> Work to do:
Can you pull out, word for word, the lines starting at the one that contains "of the metal" and ending at the last line of the records below?
>>>>
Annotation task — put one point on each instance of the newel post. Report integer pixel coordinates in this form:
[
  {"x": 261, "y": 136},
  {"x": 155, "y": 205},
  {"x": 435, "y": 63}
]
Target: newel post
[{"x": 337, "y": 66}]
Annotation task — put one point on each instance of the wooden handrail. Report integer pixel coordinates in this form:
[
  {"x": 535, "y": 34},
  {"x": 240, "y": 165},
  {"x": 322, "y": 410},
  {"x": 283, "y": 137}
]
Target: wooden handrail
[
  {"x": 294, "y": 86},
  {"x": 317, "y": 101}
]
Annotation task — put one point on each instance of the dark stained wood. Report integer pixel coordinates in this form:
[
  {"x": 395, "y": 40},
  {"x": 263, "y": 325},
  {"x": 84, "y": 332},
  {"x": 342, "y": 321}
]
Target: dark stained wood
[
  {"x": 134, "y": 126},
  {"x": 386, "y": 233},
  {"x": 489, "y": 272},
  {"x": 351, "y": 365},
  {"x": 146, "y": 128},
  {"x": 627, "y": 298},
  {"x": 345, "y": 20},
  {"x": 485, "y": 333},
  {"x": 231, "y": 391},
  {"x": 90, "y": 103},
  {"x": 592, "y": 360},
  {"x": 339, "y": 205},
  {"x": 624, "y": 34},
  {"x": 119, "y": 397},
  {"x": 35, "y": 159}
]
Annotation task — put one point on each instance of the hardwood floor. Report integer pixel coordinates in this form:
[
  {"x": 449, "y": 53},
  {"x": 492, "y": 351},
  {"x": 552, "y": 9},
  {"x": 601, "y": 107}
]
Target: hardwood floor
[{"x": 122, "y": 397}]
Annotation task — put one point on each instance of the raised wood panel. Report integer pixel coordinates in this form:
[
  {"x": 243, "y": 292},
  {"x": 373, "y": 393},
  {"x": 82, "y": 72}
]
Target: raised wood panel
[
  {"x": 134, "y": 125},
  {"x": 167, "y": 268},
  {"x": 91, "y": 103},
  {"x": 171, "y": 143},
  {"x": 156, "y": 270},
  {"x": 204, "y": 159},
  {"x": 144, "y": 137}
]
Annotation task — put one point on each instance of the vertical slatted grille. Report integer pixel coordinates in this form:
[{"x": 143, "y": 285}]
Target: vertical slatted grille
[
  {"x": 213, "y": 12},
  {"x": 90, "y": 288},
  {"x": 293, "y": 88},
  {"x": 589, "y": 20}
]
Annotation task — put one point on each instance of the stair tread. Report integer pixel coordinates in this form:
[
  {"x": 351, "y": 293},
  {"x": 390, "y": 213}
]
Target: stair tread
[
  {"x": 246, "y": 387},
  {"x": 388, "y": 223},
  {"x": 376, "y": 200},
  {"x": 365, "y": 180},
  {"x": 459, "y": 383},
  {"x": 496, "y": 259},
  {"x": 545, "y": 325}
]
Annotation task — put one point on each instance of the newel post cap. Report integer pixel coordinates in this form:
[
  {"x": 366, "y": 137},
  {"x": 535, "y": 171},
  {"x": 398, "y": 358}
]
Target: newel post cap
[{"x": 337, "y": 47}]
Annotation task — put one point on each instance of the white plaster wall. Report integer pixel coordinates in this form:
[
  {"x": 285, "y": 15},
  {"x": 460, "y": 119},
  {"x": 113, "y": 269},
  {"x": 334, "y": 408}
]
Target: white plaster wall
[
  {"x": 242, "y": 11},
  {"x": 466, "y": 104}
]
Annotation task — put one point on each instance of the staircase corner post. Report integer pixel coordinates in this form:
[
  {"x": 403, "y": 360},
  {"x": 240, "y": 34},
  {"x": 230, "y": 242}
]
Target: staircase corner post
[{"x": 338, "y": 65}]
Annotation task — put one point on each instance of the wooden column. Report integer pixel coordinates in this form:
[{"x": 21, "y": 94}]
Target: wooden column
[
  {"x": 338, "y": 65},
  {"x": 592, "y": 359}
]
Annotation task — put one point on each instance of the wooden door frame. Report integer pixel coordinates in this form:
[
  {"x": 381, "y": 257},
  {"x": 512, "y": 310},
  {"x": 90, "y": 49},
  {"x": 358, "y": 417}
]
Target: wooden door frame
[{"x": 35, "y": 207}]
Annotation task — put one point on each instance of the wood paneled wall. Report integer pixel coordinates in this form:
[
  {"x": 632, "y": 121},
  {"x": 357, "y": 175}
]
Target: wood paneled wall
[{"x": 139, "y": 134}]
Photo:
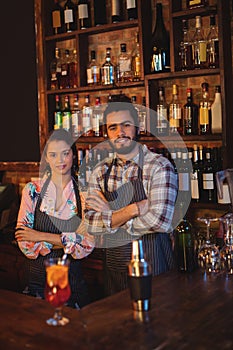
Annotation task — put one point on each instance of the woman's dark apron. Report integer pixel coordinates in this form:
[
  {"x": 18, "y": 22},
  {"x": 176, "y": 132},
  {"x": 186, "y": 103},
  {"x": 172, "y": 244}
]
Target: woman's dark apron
[
  {"x": 36, "y": 275},
  {"x": 157, "y": 245}
]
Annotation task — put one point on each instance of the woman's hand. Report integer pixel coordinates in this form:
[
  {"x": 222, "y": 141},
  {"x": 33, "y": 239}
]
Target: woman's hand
[
  {"x": 96, "y": 201},
  {"x": 24, "y": 233}
]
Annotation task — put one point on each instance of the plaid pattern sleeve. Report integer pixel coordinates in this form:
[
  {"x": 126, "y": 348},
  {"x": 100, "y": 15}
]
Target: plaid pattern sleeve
[
  {"x": 98, "y": 223},
  {"x": 161, "y": 186}
]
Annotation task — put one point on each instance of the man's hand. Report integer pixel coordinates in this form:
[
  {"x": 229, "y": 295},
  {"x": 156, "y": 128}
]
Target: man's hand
[
  {"x": 143, "y": 207},
  {"x": 96, "y": 201}
]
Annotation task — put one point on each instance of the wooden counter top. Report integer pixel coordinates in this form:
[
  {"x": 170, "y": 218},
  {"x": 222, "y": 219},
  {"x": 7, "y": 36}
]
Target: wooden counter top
[{"x": 187, "y": 312}]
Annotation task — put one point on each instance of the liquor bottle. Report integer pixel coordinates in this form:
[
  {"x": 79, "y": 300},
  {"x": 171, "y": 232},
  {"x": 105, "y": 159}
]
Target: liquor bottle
[
  {"x": 216, "y": 112},
  {"x": 205, "y": 111},
  {"x": 131, "y": 6},
  {"x": 160, "y": 45},
  {"x": 55, "y": 70},
  {"x": 93, "y": 70},
  {"x": 190, "y": 4},
  {"x": 100, "y": 12},
  {"x": 184, "y": 246},
  {"x": 173, "y": 160},
  {"x": 185, "y": 48},
  {"x": 136, "y": 60},
  {"x": 135, "y": 104},
  {"x": 196, "y": 176},
  {"x": 89, "y": 163},
  {"x": 124, "y": 65},
  {"x": 175, "y": 113},
  {"x": 190, "y": 115},
  {"x": 57, "y": 17},
  {"x": 73, "y": 70},
  {"x": 57, "y": 113},
  {"x": 81, "y": 170},
  {"x": 87, "y": 117},
  {"x": 162, "y": 114},
  {"x": 199, "y": 46},
  {"x": 97, "y": 118},
  {"x": 76, "y": 118},
  {"x": 115, "y": 11},
  {"x": 142, "y": 116},
  {"x": 139, "y": 277},
  {"x": 212, "y": 44},
  {"x": 108, "y": 69},
  {"x": 65, "y": 70},
  {"x": 70, "y": 16},
  {"x": 209, "y": 190},
  {"x": 83, "y": 14},
  {"x": 66, "y": 114},
  {"x": 184, "y": 179}
]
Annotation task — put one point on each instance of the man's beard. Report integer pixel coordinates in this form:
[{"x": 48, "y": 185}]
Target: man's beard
[{"x": 125, "y": 149}]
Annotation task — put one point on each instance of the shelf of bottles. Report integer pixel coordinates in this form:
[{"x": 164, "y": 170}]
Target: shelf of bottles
[
  {"x": 77, "y": 28},
  {"x": 185, "y": 56}
]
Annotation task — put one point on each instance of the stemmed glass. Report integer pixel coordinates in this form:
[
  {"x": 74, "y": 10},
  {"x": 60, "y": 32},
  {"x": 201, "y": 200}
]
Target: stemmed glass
[
  {"x": 226, "y": 253},
  {"x": 208, "y": 254},
  {"x": 57, "y": 288}
]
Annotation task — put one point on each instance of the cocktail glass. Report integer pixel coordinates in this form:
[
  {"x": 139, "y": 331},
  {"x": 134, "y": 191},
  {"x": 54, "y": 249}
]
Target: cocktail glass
[
  {"x": 208, "y": 254},
  {"x": 57, "y": 288}
]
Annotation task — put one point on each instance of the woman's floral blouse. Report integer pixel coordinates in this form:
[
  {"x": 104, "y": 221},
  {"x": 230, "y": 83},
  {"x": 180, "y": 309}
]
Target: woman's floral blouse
[{"x": 79, "y": 244}]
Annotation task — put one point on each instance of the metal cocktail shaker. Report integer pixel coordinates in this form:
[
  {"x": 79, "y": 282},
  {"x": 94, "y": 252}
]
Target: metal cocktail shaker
[{"x": 140, "y": 278}]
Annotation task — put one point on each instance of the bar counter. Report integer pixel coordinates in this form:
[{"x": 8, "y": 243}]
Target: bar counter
[{"x": 188, "y": 311}]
<<<<
> Answer to this exercise:
Annotation task — put one point on each instance of the metal cocktail shaker. Report integer pixel coordinates in this form:
[
  {"x": 79, "y": 282},
  {"x": 94, "y": 252}
]
Target: metal cocktail shaker
[{"x": 140, "y": 278}]
Annotation task — put one point on each instance of the bar counter. Report integer pixel coordinates in this form:
[{"x": 8, "y": 243}]
Target: bar counter
[{"x": 188, "y": 311}]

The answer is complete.